-- Your instructions --
Your task is to transcribe all of the records exactly and leave out the pictures.

-- Task input --
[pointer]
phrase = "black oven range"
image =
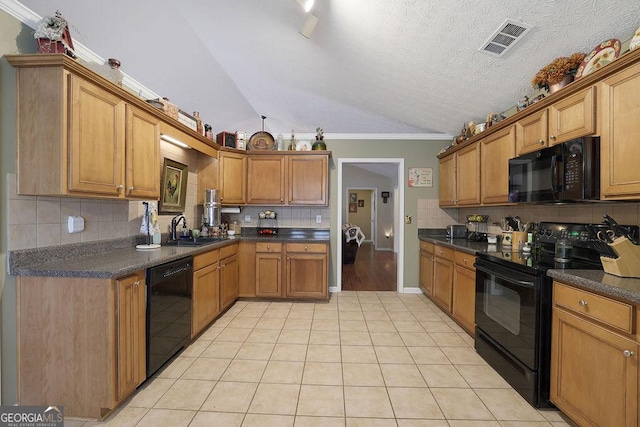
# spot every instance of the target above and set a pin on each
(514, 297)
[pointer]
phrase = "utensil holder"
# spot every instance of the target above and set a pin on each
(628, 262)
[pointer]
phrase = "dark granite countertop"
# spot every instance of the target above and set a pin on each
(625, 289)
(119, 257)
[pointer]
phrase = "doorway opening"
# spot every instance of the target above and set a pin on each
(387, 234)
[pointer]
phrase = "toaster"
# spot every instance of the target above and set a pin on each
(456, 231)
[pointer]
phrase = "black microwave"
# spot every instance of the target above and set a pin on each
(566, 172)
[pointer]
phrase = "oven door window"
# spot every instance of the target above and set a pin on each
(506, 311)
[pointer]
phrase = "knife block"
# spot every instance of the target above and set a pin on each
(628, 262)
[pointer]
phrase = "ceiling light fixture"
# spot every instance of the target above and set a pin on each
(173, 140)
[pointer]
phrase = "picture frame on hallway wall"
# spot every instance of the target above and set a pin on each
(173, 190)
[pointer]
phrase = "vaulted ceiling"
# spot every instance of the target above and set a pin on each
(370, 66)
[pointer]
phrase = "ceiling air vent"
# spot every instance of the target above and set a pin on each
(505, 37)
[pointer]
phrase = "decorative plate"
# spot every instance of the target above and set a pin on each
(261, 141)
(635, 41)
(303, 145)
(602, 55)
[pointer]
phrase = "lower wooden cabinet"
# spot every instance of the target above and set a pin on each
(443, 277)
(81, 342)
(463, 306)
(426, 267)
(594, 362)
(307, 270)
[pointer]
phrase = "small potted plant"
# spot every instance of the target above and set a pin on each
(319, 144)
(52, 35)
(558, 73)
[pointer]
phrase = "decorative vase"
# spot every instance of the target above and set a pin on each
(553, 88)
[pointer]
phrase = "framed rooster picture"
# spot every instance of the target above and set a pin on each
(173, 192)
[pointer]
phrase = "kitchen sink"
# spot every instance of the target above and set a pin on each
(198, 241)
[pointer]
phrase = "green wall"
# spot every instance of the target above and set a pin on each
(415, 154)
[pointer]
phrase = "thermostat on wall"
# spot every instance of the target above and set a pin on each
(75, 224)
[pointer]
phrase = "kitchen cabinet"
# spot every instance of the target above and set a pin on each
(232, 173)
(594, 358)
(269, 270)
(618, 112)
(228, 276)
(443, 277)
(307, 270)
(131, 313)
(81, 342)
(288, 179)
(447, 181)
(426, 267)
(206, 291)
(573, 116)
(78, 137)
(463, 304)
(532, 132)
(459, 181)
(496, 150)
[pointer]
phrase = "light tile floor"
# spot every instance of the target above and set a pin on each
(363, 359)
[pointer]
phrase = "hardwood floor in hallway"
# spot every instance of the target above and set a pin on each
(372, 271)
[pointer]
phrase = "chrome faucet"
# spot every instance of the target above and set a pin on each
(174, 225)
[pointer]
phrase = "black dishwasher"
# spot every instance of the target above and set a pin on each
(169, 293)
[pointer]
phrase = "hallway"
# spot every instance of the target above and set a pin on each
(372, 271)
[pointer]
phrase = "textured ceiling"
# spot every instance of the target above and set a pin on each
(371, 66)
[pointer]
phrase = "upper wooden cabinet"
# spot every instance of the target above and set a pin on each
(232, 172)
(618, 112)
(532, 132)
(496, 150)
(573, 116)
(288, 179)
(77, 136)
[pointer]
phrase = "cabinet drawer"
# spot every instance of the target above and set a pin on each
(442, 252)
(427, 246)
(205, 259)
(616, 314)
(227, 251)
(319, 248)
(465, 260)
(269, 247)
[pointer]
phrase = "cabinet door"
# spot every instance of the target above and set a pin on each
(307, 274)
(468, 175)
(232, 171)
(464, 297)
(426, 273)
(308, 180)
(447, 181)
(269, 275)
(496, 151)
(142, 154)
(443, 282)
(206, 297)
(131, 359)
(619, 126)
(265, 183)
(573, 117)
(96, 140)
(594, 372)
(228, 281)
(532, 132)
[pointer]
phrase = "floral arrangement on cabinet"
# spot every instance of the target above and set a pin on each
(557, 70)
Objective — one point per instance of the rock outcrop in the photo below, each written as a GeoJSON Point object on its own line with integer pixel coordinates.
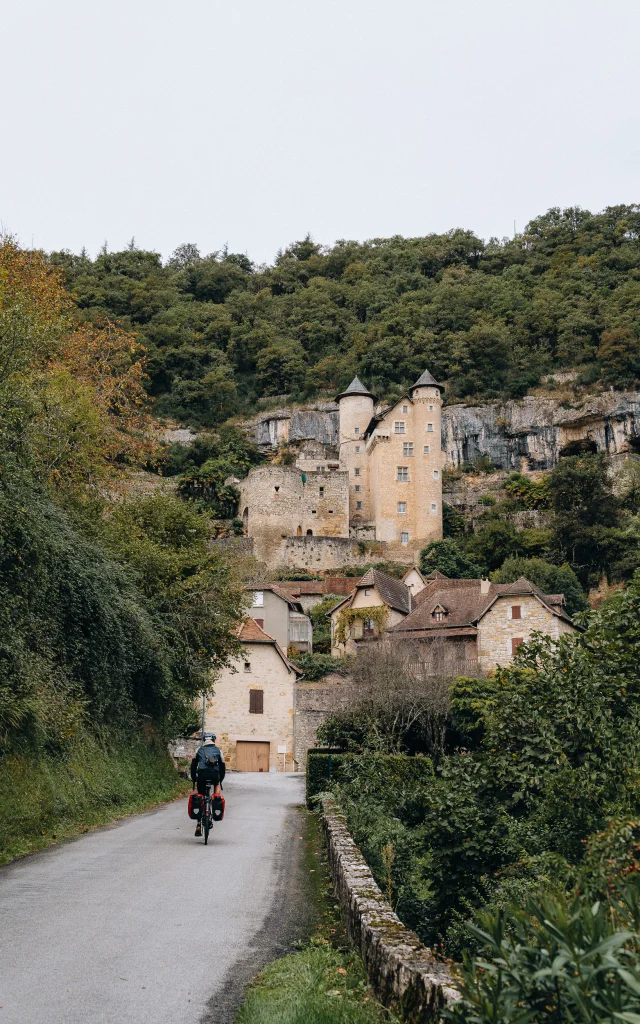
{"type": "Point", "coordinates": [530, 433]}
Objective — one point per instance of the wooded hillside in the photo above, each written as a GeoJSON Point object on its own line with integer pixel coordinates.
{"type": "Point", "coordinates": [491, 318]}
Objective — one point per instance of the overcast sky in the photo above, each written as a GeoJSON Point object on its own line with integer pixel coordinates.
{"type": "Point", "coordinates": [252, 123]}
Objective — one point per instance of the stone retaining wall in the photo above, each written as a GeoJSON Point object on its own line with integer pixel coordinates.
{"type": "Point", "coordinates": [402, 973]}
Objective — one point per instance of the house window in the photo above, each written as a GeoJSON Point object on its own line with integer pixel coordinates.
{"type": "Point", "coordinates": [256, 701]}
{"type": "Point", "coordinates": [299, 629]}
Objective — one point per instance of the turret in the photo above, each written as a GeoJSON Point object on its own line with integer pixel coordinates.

-- Exercise result --
[pointer]
phrase = "black oven range"
image =
# spot every instance of the target above and set a pin on each
(514, 297)
[pointer]
phrase = "utensil holder"
# spot every instance of the target above and set a pin on each
(628, 262)
[pointer]
phrase = "dark granite countertop"
# spot every instance of the target above and set a pin on each
(625, 289)
(119, 257)
[pointer]
phrase = "doorway opening"
# spot every instance of the target above and set a pin on each
(387, 234)
[pointer]
phrase = "toaster"
# spot every instance of the target above and set a pin on each
(456, 231)
[pointer]
phrase = "black microwave"
# spot every instance of the target above and set a pin on each
(566, 172)
[pointer]
phrase = "oven door window"
# spot every instance of the target above and set a pin on each
(506, 311)
[pointer]
phrase = "knife block"
# spot every instance of the target above and set a pin on each
(628, 262)
[pointer]
phrase = "ceiling light fixture"
# spot every instance of the target above and set a pin on each
(173, 140)
[pointer]
phrase = "picture frame on hallway wall"
# spot every instance of the target above and set a pin on each
(173, 190)
[pointer]
phrase = "vaulted ceiling"
# spot every instance of the target above and set a pin on each
(370, 66)
[pointer]
phrase = "ceiling air vent"
# spot every instance of the target above and set a pin on each
(505, 37)
[pointer]
phrase = "decorative plate"
# spot every instance of the target above and set a pin on each
(261, 141)
(635, 41)
(303, 145)
(602, 55)
[pointer]
phrase = "lower wooden cabinet"
# spot every instance of the target above and set a pin on each
(443, 277)
(81, 342)
(463, 306)
(426, 267)
(594, 362)
(307, 270)
[pointer]
phrase = "small potted plant"
# spot every instance of the target above and set a pin on each
(319, 144)
(52, 35)
(558, 73)
[pointer]
phrase = "decorative vase"
# spot every instance of the target above and set a pin on each
(553, 88)
[pointer]
phrase = "framed rooster picture"
# spot every instance of the target above and set a pin on each
(173, 192)
[pointer]
phrase = "kitchen sink"
# spot every instance of the target above and set a pin on each
(198, 241)
[pointer]
phrase = "green wall"
# spot every instance of the target above and set a pin on each
(415, 154)
[pointer]
phrase = "thermostat on wall"
# spot every instance of the target above and set a pin on each
(75, 224)
[pointer]
phrase = "kitchen cabinet"
# spot every instance of the target above and set a pin on each
(232, 173)
(594, 358)
(269, 270)
(618, 112)
(228, 276)
(443, 277)
(307, 270)
(131, 313)
(81, 342)
(288, 179)
(447, 181)
(426, 267)
(206, 291)
(573, 116)
(78, 137)
(463, 304)
(532, 132)
(459, 181)
(496, 150)
[pointer]
phrase = "light tile floor"
# spot every instance of the target above and set a pin on each
(363, 359)
[pointer]
phrase = "hardwood floor in hallway"
# spot every instance of the target above and set a pin on each
(372, 271)
[pointer]
phrase = "chrome faucet"
# spot every instance of the target above and set a pin on each
(174, 225)
[pointer]
phrase = "black dishwasher"
# spot every instance of the target above and set a pin on each
(169, 293)
[pointer]
phrase = "hallway"
# spot every instance of the target above and set a pin on each
(372, 271)
[pointer]
phrase = "textured ceiling"
# spot every instance of the target above and set a pin on each
(371, 66)
[pointer]
phrase = "upper wooden cabinet"
# spot every instance of the target above and set a pin on each
(232, 172)
(618, 112)
(532, 132)
(496, 150)
(573, 116)
(288, 179)
(77, 136)
[pointer]
phrase = "cabinet drawer"
# spot every instance of the target above and set a pin on each
(442, 252)
(427, 246)
(205, 259)
(616, 314)
(227, 251)
(319, 248)
(465, 260)
(269, 247)
[pointer]
phrase = "cabinet door"
# spot every instance of the target above and set a pin on each
(307, 274)
(468, 175)
(232, 171)
(464, 297)
(426, 273)
(308, 180)
(447, 181)
(269, 275)
(496, 151)
(142, 154)
(443, 282)
(206, 297)
(131, 359)
(619, 126)
(265, 183)
(573, 117)
(96, 140)
(594, 372)
(228, 281)
(532, 132)
[pointer]
phrase = "floral arrangement on cabinet"
# spot every instance of the target above and set a pin on each
(557, 70)
Objective — one point per instance of the rock outcrop in the photo below, each written as a GeoJSON Point object on its own line with integer pixel coordinates.
{"type": "Point", "coordinates": [530, 433]}
Objective — one point per instance of the wooded hillside in the photo above, each written as a GeoJSON Point object on its own line with integer pixel coordinates.
{"type": "Point", "coordinates": [491, 318]}
Objective — one point per instance of the overcast sky in the photo above, each written as a GeoJSON Point object on its own line with integer pixel coordinates.
{"type": "Point", "coordinates": [252, 123]}
Objective — one point per instance of the stone retaining wall in the photo above, each written as a GeoJSON Point object on its own line with integer pixel coordinates.
{"type": "Point", "coordinates": [402, 973]}
Objective — one point per instance of the house window in the photo above, each written as a GeoJSON Point object on its own line with integer pixel coordinates.
{"type": "Point", "coordinates": [256, 701]}
{"type": "Point", "coordinates": [299, 629]}
Objective — one point per instance of the turret in the photo above, each written as a GeoJSON Point object on its own line with integer pixel coordinates.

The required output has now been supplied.